EXERCISE PROMPT:
From the listing below, pull out the lines that hold "woman".

RECORDS FOR PROCESSING:
<<<<
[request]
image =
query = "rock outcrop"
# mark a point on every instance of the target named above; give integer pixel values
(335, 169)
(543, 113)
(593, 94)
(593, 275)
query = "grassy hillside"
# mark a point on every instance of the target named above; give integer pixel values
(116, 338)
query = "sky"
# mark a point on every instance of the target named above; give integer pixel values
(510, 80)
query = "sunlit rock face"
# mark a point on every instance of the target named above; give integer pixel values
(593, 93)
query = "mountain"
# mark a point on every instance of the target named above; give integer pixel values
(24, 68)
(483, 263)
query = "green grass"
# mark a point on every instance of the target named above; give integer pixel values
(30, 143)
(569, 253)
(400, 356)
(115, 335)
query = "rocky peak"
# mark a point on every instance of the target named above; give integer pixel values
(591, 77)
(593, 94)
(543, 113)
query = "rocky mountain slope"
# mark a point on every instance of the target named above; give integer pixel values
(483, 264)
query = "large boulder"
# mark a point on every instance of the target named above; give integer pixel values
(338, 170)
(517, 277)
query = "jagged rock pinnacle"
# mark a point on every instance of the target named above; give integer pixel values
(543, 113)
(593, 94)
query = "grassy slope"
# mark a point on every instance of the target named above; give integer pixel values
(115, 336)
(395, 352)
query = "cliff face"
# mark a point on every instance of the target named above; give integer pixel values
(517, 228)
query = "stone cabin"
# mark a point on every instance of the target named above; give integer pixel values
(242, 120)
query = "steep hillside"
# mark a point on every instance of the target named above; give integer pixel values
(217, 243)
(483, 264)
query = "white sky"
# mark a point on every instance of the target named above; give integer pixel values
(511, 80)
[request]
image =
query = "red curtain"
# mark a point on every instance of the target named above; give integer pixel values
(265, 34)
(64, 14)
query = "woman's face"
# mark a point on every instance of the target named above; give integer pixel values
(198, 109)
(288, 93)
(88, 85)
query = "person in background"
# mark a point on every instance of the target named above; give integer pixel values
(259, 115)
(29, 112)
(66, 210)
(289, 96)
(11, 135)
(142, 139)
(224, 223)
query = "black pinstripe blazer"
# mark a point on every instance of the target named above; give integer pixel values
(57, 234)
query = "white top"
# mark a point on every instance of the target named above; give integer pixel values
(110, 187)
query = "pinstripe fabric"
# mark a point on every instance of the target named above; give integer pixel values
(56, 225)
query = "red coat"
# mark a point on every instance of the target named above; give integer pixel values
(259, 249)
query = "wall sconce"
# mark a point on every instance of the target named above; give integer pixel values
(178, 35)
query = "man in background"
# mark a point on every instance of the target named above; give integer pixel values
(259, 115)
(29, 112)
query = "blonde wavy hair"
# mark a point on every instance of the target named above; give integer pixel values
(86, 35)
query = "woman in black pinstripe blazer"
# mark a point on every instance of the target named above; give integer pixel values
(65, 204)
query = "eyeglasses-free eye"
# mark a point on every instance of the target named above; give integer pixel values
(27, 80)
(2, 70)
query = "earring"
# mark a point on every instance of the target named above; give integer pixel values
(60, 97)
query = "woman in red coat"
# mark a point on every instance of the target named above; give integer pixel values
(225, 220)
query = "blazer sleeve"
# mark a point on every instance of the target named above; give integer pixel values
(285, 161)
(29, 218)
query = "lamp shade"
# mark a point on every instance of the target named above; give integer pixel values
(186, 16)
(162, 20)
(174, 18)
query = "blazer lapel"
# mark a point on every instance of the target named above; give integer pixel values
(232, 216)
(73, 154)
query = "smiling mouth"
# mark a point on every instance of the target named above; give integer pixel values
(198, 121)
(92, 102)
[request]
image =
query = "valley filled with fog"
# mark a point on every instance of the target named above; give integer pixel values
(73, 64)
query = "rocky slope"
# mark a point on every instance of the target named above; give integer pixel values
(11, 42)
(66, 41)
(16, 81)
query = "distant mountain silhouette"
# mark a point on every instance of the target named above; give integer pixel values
>>>>
RESPONSE:
query = "woman's face"
query = "woman in black pinstripe blazer"
query = "woman in red coat"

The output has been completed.